● **Problem details**:
Write out all the data again, exactly as it stands.

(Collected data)

# # # # #

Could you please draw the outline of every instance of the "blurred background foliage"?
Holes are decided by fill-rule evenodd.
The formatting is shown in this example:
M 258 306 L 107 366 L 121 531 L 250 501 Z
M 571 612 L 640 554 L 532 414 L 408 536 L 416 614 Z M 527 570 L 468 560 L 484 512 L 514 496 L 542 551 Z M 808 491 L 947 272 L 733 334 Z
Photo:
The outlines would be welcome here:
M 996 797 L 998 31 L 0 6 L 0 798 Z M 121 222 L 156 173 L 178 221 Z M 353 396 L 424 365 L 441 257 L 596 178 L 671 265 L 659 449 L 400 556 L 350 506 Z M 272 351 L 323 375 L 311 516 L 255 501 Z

# # # # #

● **Solved problem**:
Could you please draw the outline of every instance of the "blurred background foliage"?
Holes are decided by fill-rule evenodd.
The formatting is shown in this example:
M 258 306 L 107 366 L 121 531 L 250 501 Z
M 571 612 L 640 554 L 532 414 L 408 536 L 416 614 Z M 527 570 L 468 560 L 484 512 L 514 496 L 542 551 Z M 808 491 L 947 272 L 733 334 Z
Photo:
The outlines would be welcome here:
M 996 797 L 998 31 L 0 6 L 0 798 Z M 121 222 L 156 173 L 178 221 Z M 353 396 L 424 365 L 441 257 L 596 178 L 671 265 L 659 449 L 400 556 L 350 506 Z M 272 351 L 323 375 L 311 516 L 255 501 Z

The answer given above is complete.